**Aim of the exercise:** Where the records appear below, transcribe them exactly, leaving none out.

**The data:**
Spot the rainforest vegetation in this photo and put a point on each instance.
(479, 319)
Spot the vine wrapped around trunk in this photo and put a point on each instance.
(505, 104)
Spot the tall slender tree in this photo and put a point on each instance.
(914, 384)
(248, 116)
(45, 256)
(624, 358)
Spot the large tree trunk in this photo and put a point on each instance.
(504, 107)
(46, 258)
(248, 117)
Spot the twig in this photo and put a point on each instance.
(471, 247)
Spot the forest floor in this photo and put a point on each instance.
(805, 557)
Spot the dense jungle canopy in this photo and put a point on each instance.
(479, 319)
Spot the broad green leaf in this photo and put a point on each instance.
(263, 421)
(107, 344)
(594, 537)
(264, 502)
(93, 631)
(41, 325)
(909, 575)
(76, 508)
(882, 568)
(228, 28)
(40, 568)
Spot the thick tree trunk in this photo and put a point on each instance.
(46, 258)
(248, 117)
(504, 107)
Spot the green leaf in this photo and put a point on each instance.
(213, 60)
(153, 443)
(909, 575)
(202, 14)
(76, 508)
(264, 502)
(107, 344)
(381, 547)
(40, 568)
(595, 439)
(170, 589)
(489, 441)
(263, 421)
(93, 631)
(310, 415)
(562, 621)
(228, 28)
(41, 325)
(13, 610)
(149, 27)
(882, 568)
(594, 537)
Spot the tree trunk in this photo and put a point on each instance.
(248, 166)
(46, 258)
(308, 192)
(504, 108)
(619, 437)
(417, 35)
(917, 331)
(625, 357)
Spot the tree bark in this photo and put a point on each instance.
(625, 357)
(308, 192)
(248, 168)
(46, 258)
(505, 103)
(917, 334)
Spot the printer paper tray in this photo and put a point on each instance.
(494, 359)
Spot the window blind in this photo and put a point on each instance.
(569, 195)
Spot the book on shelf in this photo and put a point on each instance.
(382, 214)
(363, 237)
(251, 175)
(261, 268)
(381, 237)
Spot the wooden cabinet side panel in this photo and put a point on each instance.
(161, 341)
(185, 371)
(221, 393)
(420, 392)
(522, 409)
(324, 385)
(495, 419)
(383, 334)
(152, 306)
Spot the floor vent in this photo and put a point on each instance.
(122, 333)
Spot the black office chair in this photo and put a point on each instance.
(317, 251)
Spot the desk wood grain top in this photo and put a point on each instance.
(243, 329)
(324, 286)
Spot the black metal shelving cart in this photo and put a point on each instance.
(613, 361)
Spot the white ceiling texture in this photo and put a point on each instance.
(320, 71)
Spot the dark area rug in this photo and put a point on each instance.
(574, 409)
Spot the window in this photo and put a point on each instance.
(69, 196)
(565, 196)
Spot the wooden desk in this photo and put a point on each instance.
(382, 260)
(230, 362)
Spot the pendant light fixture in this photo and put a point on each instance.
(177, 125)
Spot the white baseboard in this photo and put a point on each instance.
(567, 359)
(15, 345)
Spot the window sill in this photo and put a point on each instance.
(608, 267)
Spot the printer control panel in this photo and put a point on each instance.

**Output:**
Spot the rainforest vegetation in this photo and put a point on each instance.
(479, 319)
Spot the vine wrapped around trunk in this photo and put a point on each instance.
(505, 104)
Spot the tall slender tree in this photo and put a point on each instance.
(914, 384)
(248, 116)
(45, 256)
(624, 358)
Spot the large tree trunk in this photo and put a point on each instance.
(504, 107)
(46, 258)
(248, 117)
Spot the twig in this photo and put a point on each instance.
(471, 247)
Spot the forest floor in this photo and put a point on each instance.
(805, 557)
Spot the dense jungle canopy in this photo and put a point on each instance.
(479, 319)
Spot the broad green leaf in this photo and put a point on each instance.
(263, 421)
(107, 344)
(594, 537)
(264, 502)
(93, 631)
(41, 325)
(909, 575)
(76, 508)
(882, 568)
(228, 28)
(40, 568)
Spot the thick tree trunk in this photo and put a point on each instance.
(46, 258)
(248, 117)
(504, 107)
Spot the green leaf in this photo and put a point on each instance.
(213, 60)
(153, 443)
(909, 575)
(202, 14)
(76, 508)
(264, 502)
(107, 344)
(381, 547)
(40, 568)
(595, 439)
(170, 589)
(489, 441)
(263, 421)
(93, 631)
(310, 415)
(562, 621)
(228, 28)
(41, 325)
(13, 610)
(149, 27)
(882, 568)
(594, 537)
Spot the tree trunk in this photo and put a point on each instance.
(248, 166)
(46, 258)
(308, 192)
(504, 108)
(619, 437)
(417, 35)
(917, 331)
(625, 357)
Spot the tree bark in this photo and put a point on each instance.
(625, 357)
(308, 192)
(248, 168)
(46, 258)
(505, 103)
(917, 334)
Spot the printer paper tray in this photo and put a point on each instance.
(494, 359)
Spot the window blind in this photo and put a point on each instance.
(569, 195)
Spot the book on shelf in this photo and put a point on each instance.
(382, 214)
(363, 237)
(251, 175)
(261, 268)
(381, 237)
Spot the wooden cabinet side panel in this photo and put a point on each instance.
(161, 341)
(185, 371)
(221, 393)
(420, 392)
(522, 409)
(324, 385)
(495, 419)
(383, 334)
(152, 306)
Spot the floor vent in this photo and put a point on each instance.
(122, 333)
Spot the black office chair in this photo and put a point on each instance.
(317, 251)
Spot the desk wood grain top in this photo and put a point on each instance.
(243, 329)
(324, 286)
Spot the black metal shelving cart in this photo and put a point on each instance.
(613, 361)
Spot the white ceiling texture in this photo and put a point on each instance.
(320, 71)
Spot the dark area rug in this photo and put a point on each instance.
(574, 409)
Spot the window in this photo and put a point on each instance.
(69, 196)
(565, 196)
Spot the wooden desk in this photo and put a point on each instance.
(382, 260)
(230, 362)
Spot the pendant light fixture in this photo and put a point on each instance.
(177, 125)
Spot the white baseboard in this photo and put a point on each instance.
(567, 359)
(15, 345)
Spot the window sill in this photo and put a point on each instance.
(608, 267)
Spot the printer control panel in this photo and put a point on each instance.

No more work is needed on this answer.